Top of EXTRACTED MATERIAL

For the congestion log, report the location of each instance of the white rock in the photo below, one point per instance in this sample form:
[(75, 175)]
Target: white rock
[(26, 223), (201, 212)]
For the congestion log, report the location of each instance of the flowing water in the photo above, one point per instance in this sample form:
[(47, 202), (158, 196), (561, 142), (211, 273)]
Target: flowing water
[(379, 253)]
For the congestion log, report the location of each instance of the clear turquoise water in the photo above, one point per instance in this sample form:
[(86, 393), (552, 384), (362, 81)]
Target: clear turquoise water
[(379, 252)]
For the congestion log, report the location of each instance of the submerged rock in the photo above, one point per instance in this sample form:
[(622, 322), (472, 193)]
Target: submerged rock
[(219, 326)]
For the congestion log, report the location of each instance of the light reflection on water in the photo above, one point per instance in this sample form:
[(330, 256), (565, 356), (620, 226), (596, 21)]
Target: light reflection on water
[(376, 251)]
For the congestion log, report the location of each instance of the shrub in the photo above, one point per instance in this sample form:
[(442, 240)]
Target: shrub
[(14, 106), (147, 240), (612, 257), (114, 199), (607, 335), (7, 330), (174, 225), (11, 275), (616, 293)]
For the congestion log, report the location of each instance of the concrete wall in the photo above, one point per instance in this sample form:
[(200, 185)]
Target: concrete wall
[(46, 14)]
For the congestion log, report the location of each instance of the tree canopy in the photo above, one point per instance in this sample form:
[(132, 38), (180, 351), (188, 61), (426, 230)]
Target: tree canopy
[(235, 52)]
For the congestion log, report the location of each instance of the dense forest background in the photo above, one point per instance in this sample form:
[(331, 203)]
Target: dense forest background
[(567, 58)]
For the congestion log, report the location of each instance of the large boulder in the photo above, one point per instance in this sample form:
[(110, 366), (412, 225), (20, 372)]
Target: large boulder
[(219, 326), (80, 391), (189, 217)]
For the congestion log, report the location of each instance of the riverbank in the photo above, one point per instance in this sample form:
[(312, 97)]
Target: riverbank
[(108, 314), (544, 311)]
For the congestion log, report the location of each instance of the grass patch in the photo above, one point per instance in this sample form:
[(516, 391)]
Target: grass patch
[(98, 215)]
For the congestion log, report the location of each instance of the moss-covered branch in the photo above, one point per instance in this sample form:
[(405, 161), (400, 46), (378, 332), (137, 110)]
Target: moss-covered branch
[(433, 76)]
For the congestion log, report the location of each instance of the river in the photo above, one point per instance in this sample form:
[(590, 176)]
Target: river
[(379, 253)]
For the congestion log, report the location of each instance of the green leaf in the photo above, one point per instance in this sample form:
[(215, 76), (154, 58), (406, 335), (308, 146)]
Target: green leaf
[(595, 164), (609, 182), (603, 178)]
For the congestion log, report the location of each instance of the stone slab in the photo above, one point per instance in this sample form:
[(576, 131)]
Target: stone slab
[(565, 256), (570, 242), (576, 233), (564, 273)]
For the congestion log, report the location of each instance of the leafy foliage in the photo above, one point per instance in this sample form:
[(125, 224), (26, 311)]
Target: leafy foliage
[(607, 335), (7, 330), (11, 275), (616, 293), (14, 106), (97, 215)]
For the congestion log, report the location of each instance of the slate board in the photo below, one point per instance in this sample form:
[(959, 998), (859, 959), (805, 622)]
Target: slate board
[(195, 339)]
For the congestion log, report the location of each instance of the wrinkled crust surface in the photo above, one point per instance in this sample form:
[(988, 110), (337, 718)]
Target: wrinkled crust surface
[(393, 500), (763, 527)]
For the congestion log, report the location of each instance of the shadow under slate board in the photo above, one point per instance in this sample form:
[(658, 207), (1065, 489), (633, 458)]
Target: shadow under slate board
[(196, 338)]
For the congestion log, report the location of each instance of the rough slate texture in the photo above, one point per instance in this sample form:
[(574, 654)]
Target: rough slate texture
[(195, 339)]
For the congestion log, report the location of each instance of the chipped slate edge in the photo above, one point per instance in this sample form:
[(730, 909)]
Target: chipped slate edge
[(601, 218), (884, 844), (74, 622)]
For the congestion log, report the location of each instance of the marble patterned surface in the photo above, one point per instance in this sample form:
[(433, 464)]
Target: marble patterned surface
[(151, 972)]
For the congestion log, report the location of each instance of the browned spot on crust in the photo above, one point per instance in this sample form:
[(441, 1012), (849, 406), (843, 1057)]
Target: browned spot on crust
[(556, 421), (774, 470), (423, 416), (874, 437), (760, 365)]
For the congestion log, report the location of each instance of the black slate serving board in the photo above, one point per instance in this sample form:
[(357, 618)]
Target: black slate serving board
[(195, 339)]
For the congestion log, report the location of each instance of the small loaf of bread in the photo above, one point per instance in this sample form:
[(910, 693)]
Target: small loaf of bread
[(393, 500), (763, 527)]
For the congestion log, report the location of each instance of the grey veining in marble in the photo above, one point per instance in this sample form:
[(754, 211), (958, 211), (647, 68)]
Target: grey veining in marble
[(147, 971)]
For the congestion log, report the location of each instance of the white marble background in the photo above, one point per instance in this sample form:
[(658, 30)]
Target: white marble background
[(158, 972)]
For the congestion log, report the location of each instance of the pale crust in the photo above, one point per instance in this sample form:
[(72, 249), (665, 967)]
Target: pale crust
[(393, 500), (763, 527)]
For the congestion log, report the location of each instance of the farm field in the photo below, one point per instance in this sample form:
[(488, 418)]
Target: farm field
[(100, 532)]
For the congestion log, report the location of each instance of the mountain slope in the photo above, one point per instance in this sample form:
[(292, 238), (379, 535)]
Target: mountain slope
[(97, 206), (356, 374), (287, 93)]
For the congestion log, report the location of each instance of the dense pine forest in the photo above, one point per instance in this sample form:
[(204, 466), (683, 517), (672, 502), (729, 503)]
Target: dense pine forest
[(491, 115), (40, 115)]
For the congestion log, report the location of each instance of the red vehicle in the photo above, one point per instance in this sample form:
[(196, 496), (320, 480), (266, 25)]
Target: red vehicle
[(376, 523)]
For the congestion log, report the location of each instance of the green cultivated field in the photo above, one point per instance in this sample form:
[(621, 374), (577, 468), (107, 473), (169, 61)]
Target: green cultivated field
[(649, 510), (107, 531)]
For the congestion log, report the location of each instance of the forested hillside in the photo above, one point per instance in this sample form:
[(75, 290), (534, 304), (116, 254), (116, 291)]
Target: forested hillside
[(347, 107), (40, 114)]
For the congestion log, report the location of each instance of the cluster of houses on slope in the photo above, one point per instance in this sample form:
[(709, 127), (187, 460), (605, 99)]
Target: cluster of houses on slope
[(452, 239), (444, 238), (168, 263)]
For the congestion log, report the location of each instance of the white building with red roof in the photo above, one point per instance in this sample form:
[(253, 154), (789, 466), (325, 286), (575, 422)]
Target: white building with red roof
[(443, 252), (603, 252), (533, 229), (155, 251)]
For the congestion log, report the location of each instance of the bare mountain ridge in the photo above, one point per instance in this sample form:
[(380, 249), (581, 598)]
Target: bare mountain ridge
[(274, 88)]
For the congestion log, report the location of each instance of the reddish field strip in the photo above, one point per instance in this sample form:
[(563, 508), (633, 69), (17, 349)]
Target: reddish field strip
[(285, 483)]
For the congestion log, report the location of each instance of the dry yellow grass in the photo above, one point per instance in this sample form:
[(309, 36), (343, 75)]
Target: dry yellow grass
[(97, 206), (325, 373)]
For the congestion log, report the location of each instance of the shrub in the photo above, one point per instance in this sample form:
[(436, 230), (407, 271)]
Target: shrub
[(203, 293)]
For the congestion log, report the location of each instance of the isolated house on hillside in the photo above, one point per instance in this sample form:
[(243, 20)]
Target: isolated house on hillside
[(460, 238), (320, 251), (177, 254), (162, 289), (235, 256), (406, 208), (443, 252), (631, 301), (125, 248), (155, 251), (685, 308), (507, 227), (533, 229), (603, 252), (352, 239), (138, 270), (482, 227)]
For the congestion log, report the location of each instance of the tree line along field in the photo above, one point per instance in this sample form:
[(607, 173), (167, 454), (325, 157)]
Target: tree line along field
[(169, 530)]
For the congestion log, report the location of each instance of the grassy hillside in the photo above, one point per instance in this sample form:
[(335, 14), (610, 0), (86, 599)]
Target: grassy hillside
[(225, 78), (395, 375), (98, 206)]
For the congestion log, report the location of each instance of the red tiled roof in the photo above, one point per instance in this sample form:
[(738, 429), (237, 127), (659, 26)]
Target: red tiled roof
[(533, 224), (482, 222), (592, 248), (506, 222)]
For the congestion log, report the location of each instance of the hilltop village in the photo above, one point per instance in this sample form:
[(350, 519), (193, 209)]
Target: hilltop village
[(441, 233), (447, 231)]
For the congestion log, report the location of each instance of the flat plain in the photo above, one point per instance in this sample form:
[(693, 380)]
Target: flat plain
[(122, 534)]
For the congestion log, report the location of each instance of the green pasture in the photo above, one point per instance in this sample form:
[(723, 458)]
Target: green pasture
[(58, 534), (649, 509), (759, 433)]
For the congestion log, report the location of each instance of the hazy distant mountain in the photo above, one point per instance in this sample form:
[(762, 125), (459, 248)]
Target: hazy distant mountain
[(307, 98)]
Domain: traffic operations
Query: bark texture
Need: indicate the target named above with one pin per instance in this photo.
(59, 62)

Bottom of EXTRACTED MATERIAL

• **ASSIGNMENT**: Proceeding from the line containing "the dense forest" through the line containing "of the large", transcribe the lines above exactly, both end lines included.

• **RESULT FOR THIS EXERCISE**:
For the congestion log, report the location of each instance of the dense forest background in the photo above, one point per instance in this sample form:
[(331, 203)]
Target: dense forest background
[(567, 58)]
For the congestion log, report the location of each instance of the large boulder in the photo above, one point per instance in this sample form:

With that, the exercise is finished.